• _Task instructions_: According to the forum thread about the 10-string Santucci Treblebass below, what two faults does the bass at Guitar Center have?

═══ Passage to read ═══

# 10-string Santucci Treblebass



## twiztedchild (Aug 13, 2008)

I just got back from guitar center where they had this bass





For $300 bucks used I just checked the Santucci sit at :urchase:: and brand new they are way over $300, so my question is is it worth sendeing $300 with obvise problems (Fixable) like the guitar halfs pick ups dont work and the 2 toggle switchs dont fully work either


----------



## All_¥our_Bass (Aug 13, 2008)

OMG!! BUY. THAT. THING. NOW. I saw one on ebay awhile back, and they seem to be pretty awesome. For $300 I'd buy one o' those an then pay a lil' extra to fix it up. You'll regret NOT buying it.


----------



## Shannon (Aug 13, 2008)

Looks like I'm going to that GC tomorrow to beat you to it. You better act fast. I mean REAL FAST. How's that for motivation?


----------



## twiztedchild (Aug 13, 2008)

Shannon said:


> Looks like I'm going to that GC tomorrow to beat you to it. You better act fast. I mean REAL FAST. How's that for motivation?

═══ Listed entries ═══

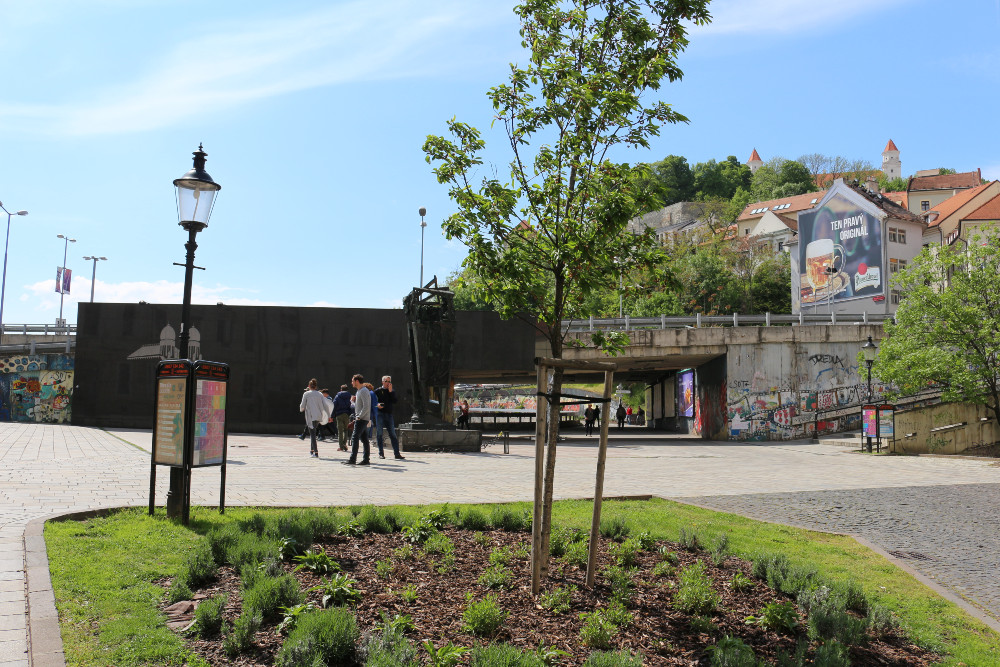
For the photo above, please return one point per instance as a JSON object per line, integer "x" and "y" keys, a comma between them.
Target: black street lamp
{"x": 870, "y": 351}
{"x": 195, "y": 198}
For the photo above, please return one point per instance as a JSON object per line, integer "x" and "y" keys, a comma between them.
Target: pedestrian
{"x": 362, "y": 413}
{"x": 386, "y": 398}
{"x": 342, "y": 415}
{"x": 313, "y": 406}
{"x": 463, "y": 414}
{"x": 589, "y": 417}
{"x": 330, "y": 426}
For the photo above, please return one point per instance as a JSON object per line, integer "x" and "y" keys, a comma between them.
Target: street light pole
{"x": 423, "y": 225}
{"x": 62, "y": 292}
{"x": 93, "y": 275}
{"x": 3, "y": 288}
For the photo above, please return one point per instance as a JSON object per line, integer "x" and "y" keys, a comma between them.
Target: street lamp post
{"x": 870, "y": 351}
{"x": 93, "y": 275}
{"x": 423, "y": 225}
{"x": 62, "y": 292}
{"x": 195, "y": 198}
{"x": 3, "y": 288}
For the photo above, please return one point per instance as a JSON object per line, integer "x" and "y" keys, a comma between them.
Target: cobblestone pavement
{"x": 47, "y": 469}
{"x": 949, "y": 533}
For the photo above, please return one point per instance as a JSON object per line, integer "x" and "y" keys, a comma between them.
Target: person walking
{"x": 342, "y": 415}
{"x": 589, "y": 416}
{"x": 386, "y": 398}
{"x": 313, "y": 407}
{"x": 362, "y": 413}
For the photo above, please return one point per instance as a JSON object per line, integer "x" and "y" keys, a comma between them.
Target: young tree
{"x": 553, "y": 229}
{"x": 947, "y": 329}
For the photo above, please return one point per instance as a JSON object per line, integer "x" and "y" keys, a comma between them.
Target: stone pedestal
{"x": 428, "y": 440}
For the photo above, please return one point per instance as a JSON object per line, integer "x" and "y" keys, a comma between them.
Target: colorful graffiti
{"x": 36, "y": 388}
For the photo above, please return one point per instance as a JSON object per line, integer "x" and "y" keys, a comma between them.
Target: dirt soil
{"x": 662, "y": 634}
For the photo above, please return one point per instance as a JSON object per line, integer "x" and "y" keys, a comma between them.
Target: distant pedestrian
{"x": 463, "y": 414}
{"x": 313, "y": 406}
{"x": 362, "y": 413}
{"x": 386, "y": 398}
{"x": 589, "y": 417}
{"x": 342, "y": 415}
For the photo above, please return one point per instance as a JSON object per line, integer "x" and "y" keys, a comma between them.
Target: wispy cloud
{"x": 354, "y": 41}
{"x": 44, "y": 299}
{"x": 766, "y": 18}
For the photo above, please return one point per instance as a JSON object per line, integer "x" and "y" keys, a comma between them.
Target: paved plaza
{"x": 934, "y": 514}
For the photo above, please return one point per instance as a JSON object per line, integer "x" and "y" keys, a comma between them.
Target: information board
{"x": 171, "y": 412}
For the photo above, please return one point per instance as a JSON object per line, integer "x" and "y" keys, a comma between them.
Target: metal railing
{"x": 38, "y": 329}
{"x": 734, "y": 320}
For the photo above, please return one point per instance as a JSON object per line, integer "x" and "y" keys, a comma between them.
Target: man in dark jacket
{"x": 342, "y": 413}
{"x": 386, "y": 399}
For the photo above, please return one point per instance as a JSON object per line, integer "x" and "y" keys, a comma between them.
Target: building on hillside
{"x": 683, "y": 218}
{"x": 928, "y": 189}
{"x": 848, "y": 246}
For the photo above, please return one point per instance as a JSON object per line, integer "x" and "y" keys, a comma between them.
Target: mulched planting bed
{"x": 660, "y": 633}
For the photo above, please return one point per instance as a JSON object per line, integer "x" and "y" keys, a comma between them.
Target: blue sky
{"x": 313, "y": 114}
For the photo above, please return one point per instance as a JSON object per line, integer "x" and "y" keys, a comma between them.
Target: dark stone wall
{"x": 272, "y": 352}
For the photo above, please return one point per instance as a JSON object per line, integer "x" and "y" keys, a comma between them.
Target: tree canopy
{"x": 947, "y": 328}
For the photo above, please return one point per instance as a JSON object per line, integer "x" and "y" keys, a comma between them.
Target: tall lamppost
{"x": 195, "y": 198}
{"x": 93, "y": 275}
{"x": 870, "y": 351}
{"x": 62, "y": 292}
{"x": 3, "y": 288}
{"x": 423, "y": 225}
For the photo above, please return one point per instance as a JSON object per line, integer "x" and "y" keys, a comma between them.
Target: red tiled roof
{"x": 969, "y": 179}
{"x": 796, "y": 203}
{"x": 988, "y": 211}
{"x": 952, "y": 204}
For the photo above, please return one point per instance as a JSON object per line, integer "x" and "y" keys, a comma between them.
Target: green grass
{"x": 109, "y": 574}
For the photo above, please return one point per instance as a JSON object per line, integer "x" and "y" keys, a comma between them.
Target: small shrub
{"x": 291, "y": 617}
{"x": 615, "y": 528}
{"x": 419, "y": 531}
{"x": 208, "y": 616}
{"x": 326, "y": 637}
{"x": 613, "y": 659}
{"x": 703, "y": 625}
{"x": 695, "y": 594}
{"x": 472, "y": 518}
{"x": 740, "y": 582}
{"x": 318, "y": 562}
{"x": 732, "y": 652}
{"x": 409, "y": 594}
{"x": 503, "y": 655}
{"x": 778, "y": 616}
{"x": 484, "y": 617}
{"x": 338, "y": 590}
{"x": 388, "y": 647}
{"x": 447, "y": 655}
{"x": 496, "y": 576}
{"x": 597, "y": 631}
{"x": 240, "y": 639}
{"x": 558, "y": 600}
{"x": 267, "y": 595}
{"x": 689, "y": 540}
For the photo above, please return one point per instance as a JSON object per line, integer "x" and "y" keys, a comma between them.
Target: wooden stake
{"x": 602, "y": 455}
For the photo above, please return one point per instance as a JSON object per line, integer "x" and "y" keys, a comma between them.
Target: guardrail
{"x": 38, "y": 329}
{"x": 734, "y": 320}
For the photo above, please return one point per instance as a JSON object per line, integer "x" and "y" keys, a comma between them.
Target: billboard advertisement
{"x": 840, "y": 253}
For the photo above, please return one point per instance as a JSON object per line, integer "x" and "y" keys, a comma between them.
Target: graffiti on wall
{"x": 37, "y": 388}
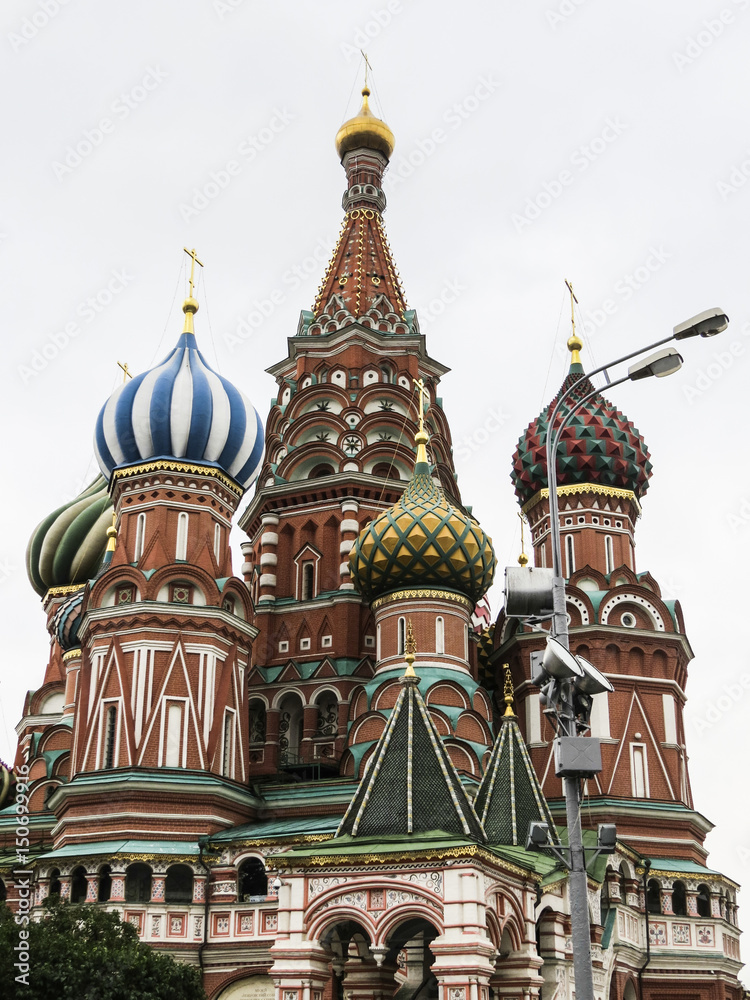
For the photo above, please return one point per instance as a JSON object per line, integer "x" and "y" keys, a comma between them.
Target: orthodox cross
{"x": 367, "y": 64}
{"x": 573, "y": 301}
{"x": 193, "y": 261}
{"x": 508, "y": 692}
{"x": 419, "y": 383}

═══
═══ Listed entries ═══

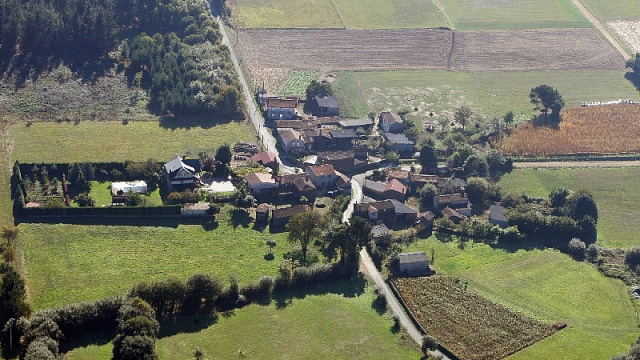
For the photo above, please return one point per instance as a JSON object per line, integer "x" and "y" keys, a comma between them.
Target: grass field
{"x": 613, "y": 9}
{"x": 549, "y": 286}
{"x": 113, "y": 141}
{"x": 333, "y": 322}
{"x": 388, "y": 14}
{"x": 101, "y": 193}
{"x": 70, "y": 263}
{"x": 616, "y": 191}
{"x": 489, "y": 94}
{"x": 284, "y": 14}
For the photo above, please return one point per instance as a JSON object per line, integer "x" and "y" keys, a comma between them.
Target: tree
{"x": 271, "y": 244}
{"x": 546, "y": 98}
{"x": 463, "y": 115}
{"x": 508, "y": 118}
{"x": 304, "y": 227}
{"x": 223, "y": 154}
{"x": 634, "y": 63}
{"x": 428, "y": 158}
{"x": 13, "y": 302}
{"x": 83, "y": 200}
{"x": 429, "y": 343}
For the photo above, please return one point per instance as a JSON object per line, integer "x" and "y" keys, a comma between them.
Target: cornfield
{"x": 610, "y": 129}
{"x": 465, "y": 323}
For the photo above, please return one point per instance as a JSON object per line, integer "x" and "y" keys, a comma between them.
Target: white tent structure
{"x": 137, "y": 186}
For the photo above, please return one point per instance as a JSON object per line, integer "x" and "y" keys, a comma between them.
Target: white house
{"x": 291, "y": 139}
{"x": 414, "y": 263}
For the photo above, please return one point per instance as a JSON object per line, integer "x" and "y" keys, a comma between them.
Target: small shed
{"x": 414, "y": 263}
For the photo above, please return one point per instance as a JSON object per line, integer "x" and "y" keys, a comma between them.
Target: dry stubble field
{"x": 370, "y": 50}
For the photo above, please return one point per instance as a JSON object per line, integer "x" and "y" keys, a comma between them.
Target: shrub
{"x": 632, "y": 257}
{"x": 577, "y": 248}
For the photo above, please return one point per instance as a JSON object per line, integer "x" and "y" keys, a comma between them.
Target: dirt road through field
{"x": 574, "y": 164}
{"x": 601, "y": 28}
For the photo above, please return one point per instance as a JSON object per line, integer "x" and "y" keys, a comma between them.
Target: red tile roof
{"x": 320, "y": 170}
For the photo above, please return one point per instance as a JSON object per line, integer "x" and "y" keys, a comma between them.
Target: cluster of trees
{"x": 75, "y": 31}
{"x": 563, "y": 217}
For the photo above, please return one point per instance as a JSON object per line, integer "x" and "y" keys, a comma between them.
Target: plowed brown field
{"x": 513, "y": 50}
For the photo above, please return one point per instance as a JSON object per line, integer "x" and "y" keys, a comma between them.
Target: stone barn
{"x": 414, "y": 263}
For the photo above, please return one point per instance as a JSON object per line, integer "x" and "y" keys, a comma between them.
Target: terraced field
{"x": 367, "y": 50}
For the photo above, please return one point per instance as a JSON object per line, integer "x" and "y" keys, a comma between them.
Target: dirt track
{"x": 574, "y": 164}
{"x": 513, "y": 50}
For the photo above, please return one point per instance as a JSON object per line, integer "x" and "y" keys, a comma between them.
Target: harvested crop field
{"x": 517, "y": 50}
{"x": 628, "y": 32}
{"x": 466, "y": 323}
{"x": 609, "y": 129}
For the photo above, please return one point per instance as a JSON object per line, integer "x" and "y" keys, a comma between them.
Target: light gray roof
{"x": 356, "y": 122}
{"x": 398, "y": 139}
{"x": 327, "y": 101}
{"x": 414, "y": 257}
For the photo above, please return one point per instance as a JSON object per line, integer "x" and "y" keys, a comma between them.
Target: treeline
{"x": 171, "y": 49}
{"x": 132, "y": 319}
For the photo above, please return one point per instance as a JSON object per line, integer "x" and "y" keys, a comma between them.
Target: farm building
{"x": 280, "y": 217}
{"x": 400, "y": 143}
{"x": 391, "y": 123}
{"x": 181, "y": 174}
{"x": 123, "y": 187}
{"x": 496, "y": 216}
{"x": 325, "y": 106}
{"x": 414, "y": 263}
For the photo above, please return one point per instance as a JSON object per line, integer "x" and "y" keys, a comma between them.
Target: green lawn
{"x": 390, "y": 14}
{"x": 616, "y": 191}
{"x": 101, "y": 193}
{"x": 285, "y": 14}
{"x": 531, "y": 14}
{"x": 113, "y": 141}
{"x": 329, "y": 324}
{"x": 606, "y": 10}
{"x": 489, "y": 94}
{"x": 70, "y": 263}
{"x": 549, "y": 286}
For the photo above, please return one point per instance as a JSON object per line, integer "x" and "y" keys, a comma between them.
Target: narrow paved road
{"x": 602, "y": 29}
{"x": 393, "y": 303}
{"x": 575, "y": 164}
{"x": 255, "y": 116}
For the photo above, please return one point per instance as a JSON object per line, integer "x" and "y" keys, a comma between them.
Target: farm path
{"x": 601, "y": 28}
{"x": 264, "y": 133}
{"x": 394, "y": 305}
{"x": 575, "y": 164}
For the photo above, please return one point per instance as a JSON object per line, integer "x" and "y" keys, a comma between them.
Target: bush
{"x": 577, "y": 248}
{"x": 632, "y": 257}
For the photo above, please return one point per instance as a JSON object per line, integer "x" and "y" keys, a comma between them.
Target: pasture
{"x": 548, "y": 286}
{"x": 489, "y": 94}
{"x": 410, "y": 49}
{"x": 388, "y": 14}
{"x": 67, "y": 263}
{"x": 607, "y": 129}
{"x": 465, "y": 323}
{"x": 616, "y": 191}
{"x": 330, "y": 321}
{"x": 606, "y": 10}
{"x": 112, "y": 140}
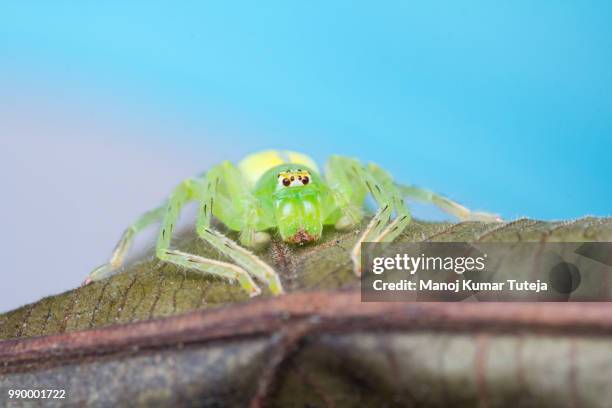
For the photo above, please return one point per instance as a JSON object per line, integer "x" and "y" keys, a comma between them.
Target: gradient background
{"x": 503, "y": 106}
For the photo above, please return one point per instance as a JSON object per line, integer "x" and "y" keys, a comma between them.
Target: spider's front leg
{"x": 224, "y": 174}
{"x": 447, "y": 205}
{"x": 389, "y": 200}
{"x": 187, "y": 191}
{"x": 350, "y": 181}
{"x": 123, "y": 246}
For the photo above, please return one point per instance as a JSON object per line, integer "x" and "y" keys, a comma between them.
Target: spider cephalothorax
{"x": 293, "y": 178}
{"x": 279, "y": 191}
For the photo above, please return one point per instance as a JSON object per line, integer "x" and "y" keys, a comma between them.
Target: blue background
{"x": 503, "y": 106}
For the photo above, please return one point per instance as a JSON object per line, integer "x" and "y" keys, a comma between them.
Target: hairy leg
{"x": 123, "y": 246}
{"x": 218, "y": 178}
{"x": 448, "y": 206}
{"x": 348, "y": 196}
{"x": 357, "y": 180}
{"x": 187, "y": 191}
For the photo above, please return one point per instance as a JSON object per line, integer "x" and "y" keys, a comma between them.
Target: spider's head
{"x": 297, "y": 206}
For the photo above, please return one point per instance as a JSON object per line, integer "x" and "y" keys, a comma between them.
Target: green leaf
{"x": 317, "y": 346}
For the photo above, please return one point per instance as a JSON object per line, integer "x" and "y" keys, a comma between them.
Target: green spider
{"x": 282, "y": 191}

═══
═══ Listed entries ═══

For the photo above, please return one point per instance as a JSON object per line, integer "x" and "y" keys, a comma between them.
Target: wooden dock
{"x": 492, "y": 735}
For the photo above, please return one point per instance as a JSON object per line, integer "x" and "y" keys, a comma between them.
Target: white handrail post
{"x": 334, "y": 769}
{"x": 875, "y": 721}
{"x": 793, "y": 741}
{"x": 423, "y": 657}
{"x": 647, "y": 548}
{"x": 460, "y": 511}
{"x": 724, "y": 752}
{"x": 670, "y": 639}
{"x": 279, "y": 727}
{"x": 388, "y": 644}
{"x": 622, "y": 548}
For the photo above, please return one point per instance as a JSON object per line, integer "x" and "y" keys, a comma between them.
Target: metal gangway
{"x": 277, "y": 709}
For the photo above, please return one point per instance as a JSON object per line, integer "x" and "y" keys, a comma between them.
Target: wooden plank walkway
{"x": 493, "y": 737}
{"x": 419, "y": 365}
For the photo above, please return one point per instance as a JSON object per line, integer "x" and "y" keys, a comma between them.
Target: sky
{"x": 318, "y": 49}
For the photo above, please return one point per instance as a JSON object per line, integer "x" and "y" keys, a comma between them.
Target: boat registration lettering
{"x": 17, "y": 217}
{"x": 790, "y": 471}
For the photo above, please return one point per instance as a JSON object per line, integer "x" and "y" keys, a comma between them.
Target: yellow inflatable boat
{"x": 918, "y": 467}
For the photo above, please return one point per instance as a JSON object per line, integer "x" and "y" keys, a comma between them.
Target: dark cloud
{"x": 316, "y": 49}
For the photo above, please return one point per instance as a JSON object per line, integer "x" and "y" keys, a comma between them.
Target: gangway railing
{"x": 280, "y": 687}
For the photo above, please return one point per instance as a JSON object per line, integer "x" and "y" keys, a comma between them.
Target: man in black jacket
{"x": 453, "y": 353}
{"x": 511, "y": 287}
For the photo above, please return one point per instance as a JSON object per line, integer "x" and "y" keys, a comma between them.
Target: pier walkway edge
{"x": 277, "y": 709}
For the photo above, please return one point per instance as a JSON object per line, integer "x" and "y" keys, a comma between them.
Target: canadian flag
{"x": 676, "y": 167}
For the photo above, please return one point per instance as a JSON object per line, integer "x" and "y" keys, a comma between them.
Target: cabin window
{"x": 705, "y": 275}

═══

• _Task answer_: The pickups on the guitar half don't work, and the two toggle switches don't fully work.